● **AUFGABENSTELLUNG**: Setze den unten stehenden Beschluss des Bundesverwaltungsgerichts zur Prozesskostenhilfe nach seinem letzten Satz fort.

● **VORGEGEBENER TEXT**:
%%

Bundesverwaltungsgericht

Entscheidungsdatum: 30.06.2010


BVerwG 30.06.2010 - 3 PKH 15/09

Berufliche Rehabilitierung; Beendigung des Arbeitsverhältnisses; Aufhebungsvertrag


Gericht:
Bundesverwaltungsgericht
Spruchkörper:
3. Senat
Entscheidungsdatum:
30.06.2010
Aktenzeichen:
3 PKH 15/09
Dokumenttyp:
Beschluss
Vorinstanz:
vorgehend VG Halle (Saale), 23. Oktober 2009, Az: 1 A 266/07, Urteil
Zitierte Gesetze

Gründe

1

Dem Kläger kann Prozesskostenhilfe nicht bewilligt werden, weil die beabsichtigte Beschwerde gegen die Nichtzulassung der Revision keine hinreichende Aussicht auf Erfolg bietet (§ 166 VwGO i.V.m. § 114 Satz 1 ZPO). Dementsprechend kommt auch die Beiordnung eines Rechtsanwalts nicht in Betracht (§ 121 Abs. 1 ZPO). Das Vorbringen des anwaltlich nicht vertretenen Klägers lässt bei der vom Senat von Amts wegen vorzunehmenden Prüfung nicht erkennen, dass einer der Revisionszulassungsgründe des § 132 Abs. 2 VwGO vorliegt, noch drängt sich ein solcher Zulassungsgrund im Zusammenhang mit seinem Vorbringen auf.

%%

● **GEZEIGTES MATERIAL**:
%%

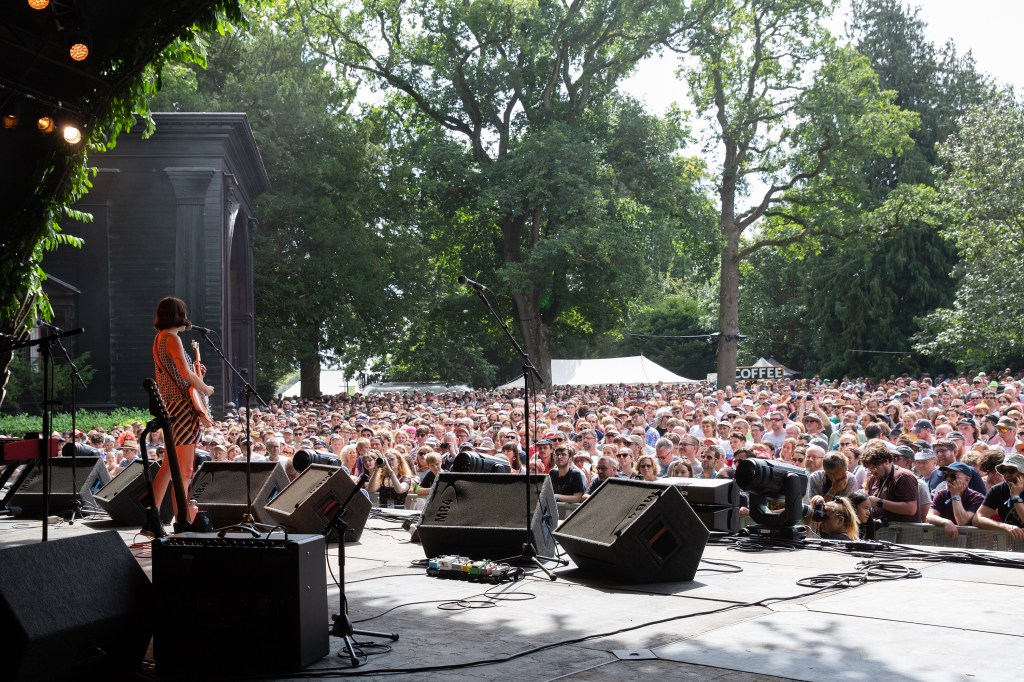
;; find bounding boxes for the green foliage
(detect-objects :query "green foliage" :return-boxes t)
[153,8,423,395]
[623,296,715,379]
[297,0,703,382]
[743,0,988,376]
[914,92,1024,369]
[6,351,96,410]
[0,408,152,437]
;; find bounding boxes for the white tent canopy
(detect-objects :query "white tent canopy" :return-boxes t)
[284,370,345,397]
[499,355,698,388]
[754,357,800,379]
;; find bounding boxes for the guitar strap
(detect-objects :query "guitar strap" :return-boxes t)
[153,331,188,401]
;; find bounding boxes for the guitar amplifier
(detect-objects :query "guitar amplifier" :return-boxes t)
[153,532,331,667]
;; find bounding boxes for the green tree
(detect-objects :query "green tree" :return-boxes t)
[297,0,699,377]
[670,0,916,385]
[743,0,990,376]
[623,295,715,379]
[915,92,1024,369]
[153,8,422,397]
[0,0,244,403]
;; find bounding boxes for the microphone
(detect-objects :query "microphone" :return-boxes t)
[459,274,490,291]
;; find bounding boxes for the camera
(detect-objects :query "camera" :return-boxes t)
[860,518,889,540]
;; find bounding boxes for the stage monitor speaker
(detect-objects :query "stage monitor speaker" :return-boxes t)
[655,478,739,509]
[554,478,709,583]
[0,530,156,682]
[419,472,558,559]
[92,462,174,525]
[266,464,373,543]
[10,457,111,518]
[151,532,331,679]
[191,462,289,527]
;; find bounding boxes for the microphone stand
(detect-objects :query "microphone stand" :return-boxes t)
[2,327,85,543]
[323,474,398,668]
[460,279,568,581]
[42,322,88,525]
[197,330,273,538]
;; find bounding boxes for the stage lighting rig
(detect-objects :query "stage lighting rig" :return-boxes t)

%%

● **LÖSUNG**:
2

Der 1947 geborene Kläger begehrt seine Rehabilitierung nach dem Beruflichen Rehabilitierungsgesetz (BerRehaG). Er macht geltend, nach der Entlassung aus der letzten Strafhaft am 22. Juli 1983 bis zur Ausreise aus der DDR am 19. November 1984 wegen seiner Ausreiseanträge beruflich benachteiligt worden zu sein. Die Abweisung seiner Klage hat das Verwaltungsgericht im Wesentlichen damit begründet, dass er bei seiner Wiedereingliederung keine beruflichen Nachteile im Sinne des § 1 Abs. 1 Nr. 4 BerRehaG erlitten habe. Mit der Tätigkeit als Arbeiter beim VEB E.- und M. P./BT T. sei trotz der Arbeitsplatzbindung kein beruflicher Abstieg verbunden gewesen; die Tätigkeit habe in etwa dem sozialen Status entsprochen, den der Kläger vor der Haft als Kellner innegehabt habe. Der erlernte Beruf als Schlosser sei kein Maßstab, weil der Kläger ihn bereits elf Jahre vor der Haft nicht mehr ausgeübt habe. Ab November 1983 habe er freiwillig als Kellner gearbeitet. Mit der Beendigung dieser Tätigkeit durch den Abschluss eines Aufhebungsvertrages habe der Kläger seine Ausreise ermöglichen wollen. Es sei auch nicht ersichtlich, dass der Kläger aus politischen Gründen gehindert worden sei, einen Beruf aufzunehmen.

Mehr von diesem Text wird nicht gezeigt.